Input data: Begin

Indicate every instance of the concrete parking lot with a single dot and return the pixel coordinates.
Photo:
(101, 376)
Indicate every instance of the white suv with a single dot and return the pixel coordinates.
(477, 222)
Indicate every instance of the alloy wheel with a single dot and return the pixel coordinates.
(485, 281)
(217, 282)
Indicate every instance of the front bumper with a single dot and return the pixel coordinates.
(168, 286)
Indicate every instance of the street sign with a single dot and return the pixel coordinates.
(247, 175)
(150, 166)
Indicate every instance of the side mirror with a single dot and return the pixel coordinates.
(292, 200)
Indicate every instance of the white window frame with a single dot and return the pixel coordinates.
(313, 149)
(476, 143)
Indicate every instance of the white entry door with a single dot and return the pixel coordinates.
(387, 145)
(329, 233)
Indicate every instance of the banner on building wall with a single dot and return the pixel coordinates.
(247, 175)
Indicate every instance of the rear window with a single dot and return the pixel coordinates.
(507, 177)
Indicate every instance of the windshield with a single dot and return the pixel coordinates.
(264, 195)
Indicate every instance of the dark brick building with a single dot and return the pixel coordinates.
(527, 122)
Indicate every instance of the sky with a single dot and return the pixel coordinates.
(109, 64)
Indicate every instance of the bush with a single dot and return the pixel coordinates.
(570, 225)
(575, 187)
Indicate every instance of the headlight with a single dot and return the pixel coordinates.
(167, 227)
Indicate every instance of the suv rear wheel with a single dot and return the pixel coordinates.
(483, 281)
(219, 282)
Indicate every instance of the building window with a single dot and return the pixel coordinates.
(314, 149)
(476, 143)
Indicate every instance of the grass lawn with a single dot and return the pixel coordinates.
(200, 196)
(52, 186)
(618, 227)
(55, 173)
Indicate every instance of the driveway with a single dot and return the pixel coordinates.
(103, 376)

Input data: End

* [Problem to solve]
The "Indicate every instance of the suv" line through the last line above: set these down exactly and add nothing else.

* [Reply to the exercise]
Indicate every instance of the suv rear wheel with a single dot and return the pixel coordinates.
(483, 281)
(219, 282)
Indicate every instance of the building window with a single dot and return the pixel coordinates.
(314, 149)
(476, 143)
Indicate every instance of the grass lawn with a single dot and return the pixel coordinates.
(200, 196)
(52, 186)
(618, 227)
(55, 173)
Indicate every instance of the driveway with a single dot and return the pixel coordinates.
(103, 376)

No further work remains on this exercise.